Unspecified exception in System.Collections.Concurrent.ConcurrentDictionary

laurentprudhon commented 5 years ago

An exception is sometimes thrown in :

at System.Collections.Concurrent.ConcurrentDictionary`2.System.Collections.Generic.IDictionary<TKey,TValue>.Add(TKey key, TValue value) at nlptextdoc.extract.html.WebsiteTextExtractor.WebCrawler_ShouldCrawlPageLinks(CrawledPage crawledPage, CrawlContext crawlContext)

Example of websites to reproduce the bug :

https://www.probtp.com/ - after 91 pages https://www.arkea.com/ - after 502 pages, 526 pages https://www.lesechos.fr/finance-marches/ - after 7874 pages, 9804 pages, 17664 pages ...

laurentprudhon commented 5 years ago

Failed to reproduce - leaving this open : maybe the new and improved exceptions log files will give more clues.

laurentprudhon commented 5 years ago

"http://bourse.latribune.fr/"

## Exercise instructions
a – List every line of the records that contains the word "table".
b – Carry on the issue thread about the ConcurrentDictionary exception from the point where it stops.

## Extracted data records
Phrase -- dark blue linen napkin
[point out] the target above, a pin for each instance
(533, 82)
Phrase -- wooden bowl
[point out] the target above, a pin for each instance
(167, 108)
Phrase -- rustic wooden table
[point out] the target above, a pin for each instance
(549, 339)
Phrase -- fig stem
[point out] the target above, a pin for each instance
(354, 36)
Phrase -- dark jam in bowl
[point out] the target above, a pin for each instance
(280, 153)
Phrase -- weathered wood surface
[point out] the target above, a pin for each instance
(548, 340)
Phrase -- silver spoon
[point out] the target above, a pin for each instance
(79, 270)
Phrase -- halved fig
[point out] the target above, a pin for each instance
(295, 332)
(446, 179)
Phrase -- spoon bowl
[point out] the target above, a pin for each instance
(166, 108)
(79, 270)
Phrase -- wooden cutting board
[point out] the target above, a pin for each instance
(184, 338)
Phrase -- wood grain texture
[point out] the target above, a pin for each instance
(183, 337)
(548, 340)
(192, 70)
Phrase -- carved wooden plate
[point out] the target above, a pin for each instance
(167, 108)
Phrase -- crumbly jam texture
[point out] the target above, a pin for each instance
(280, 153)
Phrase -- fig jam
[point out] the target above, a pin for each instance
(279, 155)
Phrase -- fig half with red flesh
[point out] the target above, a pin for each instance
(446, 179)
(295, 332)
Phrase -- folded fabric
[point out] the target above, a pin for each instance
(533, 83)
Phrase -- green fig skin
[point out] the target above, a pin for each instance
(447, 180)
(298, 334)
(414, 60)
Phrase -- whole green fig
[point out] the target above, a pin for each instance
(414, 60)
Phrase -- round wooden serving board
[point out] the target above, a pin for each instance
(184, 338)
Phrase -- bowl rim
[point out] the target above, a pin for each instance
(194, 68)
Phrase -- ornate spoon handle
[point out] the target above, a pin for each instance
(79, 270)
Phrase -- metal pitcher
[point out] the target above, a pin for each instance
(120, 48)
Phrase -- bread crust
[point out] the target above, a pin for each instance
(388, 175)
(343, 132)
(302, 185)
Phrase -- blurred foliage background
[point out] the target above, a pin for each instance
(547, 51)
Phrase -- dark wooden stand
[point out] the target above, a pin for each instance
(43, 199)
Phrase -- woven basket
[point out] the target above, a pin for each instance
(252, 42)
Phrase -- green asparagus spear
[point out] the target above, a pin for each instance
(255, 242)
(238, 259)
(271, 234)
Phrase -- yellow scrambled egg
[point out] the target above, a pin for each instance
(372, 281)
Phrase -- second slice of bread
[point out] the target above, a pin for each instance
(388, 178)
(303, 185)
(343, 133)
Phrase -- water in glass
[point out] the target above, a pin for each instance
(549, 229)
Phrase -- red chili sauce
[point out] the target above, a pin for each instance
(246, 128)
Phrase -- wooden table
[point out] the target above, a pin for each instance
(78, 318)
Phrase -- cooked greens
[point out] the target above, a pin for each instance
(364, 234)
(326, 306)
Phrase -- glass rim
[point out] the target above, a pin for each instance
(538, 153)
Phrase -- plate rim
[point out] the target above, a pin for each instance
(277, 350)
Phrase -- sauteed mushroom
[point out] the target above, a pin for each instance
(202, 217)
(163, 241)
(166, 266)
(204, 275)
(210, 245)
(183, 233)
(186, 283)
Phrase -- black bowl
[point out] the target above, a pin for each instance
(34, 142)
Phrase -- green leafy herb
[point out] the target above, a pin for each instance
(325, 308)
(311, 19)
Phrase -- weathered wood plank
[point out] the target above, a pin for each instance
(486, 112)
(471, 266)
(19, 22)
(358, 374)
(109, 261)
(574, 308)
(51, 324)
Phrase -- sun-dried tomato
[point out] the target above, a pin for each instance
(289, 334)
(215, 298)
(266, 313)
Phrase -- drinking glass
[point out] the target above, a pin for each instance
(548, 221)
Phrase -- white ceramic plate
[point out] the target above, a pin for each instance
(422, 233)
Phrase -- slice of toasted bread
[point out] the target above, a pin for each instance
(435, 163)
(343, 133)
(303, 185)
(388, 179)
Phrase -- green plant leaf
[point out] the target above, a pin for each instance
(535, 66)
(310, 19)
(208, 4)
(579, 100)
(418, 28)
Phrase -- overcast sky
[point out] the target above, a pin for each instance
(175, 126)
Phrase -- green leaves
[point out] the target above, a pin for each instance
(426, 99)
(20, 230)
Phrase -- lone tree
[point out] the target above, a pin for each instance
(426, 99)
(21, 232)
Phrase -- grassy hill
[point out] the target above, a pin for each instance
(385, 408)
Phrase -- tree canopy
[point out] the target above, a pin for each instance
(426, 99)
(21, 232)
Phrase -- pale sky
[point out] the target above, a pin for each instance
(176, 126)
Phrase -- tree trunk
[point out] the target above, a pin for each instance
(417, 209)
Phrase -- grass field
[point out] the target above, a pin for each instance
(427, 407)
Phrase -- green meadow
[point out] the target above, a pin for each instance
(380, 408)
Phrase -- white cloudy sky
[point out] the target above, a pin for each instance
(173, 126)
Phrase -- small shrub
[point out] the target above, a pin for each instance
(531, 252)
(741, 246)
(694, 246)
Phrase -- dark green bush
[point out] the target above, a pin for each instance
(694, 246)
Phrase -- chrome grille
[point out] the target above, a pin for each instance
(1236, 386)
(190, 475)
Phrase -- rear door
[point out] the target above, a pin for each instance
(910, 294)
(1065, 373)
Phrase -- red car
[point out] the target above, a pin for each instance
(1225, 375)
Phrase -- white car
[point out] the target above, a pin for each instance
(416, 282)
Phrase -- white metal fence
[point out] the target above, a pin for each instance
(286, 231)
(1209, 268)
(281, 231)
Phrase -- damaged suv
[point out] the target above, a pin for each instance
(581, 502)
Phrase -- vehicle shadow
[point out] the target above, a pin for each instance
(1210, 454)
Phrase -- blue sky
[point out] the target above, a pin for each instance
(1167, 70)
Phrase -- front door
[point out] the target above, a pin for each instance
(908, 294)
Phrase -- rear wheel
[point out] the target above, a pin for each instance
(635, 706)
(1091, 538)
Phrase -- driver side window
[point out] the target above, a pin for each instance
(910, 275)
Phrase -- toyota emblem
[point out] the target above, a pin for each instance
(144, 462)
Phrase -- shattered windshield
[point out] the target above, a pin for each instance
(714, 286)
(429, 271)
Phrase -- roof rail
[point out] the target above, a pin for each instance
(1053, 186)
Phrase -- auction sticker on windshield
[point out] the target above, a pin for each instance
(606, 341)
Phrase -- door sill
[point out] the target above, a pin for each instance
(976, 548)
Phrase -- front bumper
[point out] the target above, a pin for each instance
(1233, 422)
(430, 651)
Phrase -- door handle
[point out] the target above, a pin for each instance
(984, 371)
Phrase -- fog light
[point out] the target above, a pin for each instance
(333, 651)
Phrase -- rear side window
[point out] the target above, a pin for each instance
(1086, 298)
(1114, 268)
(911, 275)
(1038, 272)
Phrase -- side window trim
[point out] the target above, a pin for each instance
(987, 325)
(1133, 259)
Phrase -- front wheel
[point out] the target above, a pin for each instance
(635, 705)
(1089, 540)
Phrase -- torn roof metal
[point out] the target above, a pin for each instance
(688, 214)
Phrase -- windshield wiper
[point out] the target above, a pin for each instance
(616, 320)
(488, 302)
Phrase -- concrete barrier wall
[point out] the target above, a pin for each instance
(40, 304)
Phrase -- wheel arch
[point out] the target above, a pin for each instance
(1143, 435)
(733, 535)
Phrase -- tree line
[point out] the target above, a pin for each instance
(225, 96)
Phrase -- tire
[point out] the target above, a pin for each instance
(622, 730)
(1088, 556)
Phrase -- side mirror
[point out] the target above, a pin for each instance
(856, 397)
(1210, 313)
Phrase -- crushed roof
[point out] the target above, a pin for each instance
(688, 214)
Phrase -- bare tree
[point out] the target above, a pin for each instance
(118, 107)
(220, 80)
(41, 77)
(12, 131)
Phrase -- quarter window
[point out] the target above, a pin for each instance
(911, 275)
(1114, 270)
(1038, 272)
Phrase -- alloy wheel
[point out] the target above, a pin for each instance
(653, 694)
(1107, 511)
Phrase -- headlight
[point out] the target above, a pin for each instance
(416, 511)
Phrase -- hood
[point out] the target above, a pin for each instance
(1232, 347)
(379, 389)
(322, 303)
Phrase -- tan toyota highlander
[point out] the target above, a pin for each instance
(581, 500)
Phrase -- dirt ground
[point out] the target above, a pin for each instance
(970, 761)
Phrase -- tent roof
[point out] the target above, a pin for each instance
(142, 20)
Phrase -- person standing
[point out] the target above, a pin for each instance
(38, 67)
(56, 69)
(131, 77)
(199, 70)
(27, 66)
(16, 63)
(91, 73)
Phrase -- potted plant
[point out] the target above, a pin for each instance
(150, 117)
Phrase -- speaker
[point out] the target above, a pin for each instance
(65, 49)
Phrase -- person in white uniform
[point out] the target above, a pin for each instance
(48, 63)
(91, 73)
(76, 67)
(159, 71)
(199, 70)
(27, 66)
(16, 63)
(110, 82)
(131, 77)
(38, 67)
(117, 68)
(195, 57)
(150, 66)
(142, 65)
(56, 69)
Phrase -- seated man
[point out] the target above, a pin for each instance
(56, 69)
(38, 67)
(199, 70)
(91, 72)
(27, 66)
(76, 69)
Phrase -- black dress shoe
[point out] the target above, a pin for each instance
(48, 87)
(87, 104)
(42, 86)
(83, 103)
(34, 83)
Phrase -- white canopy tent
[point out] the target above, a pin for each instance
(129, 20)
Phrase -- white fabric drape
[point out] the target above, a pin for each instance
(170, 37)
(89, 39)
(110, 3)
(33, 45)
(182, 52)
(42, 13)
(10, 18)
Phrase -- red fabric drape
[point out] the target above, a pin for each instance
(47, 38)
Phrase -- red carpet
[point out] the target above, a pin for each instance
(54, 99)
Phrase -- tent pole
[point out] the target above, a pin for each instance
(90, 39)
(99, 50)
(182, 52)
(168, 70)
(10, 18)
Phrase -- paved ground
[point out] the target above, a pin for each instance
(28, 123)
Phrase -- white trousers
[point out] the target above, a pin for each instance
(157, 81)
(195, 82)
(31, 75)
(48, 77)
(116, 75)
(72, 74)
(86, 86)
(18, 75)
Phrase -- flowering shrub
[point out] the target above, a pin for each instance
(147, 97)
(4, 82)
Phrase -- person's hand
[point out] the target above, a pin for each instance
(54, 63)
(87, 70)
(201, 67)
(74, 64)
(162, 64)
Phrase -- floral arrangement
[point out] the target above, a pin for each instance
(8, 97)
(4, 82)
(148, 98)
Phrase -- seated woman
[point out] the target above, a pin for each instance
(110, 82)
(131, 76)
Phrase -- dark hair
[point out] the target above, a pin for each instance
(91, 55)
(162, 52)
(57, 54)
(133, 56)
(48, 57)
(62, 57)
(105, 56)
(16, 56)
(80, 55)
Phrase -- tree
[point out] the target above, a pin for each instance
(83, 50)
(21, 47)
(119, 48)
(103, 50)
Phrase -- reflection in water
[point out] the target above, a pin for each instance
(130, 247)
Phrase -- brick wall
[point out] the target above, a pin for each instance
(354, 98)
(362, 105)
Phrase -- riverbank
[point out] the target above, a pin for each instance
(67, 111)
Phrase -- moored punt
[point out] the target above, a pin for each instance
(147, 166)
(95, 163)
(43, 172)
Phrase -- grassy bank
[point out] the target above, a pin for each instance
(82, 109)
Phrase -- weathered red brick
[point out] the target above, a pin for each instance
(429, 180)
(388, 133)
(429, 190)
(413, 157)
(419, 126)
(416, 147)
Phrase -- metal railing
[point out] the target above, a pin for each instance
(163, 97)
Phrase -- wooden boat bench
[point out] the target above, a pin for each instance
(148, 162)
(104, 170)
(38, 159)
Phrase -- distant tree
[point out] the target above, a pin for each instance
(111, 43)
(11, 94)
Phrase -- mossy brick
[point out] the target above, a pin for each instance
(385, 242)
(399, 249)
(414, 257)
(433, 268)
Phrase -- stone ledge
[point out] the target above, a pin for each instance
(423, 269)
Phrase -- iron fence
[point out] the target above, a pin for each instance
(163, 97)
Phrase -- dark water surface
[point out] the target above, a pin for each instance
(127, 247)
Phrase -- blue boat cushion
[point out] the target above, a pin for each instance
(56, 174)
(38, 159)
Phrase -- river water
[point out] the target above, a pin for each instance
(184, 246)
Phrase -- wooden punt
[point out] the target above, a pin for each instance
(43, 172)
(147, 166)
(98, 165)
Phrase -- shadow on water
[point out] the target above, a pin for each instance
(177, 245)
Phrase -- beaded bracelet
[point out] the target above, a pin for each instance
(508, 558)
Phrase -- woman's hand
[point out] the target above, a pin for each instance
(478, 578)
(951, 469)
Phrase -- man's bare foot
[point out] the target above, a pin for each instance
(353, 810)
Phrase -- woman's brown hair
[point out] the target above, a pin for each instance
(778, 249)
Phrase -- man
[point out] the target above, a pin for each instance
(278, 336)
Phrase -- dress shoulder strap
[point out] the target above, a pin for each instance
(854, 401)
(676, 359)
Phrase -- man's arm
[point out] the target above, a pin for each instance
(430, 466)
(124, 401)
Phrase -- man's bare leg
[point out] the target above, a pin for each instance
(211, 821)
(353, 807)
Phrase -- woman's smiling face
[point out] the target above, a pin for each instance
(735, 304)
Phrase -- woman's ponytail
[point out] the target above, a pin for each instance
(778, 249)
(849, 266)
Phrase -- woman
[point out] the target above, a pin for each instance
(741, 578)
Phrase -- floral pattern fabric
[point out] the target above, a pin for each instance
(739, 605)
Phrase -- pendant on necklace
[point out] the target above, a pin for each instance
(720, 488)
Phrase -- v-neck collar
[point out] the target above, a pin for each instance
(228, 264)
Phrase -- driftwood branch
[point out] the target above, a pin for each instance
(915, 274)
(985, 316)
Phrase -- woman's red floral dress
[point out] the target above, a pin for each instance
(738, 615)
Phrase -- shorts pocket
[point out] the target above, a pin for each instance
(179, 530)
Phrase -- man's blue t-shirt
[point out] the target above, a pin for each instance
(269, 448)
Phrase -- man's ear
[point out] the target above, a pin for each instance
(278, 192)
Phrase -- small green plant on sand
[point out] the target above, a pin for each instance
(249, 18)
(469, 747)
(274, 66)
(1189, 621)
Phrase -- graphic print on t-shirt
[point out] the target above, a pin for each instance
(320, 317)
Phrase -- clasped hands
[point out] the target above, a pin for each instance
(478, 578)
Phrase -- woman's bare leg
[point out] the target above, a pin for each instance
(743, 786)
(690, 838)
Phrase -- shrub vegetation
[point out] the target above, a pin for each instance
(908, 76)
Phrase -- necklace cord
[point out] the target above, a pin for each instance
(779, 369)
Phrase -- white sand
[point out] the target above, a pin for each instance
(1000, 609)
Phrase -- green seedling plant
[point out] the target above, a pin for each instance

## Results in order
a –
Phrase -- rustic wooden table
Phrase -- wooden table

b –
Time | Pages | Errors | Unique | Download | Disk | Parsing | Convert | 2:15:00 | 11096 | 498 | 9 % | 4073,0 Mb | 147,8 Mb | 12:38:00 | 2:34:51 || Extraction stopped because the % of new textblocks fell below 10%

The key already existed in the dictionary. at System.Collections.Concurrent.ConcurrentDictionary`2.System.Collections.Generic.IDictionary<TKey,TValue>.Add(TKey key, TValue value) at nlptextdoc.extract.html.WebsiteTextExtractor.WebCrawler_ShouldCrawlPageLinks(CrawledPage crawledPage, CrawlContext crawlContext) in C:\Users\laure\OneDrive\Dev\C#\nlptextdoc\nlptextdoc.extract\html\WebsiteTextExtractor.cs:line 195

laurentprudhon commented 5 years ago

Analysis :

a page is open with a http://... url
this page contains absolute links in https:// and relative links (resolved to http://) to the same page
Abot tries to crawl the same URL twice : once with https and once with http
both pages are crawled almost at the same time
if the synchronization is wrong, because there is no lock on the dictionary, the code will try to insert the response twice in the cache

This exception is in fact not a problem, because the net result is that the page won't then be analyzed twice, which is good.

Solution : just ignore this exception in the exception handler.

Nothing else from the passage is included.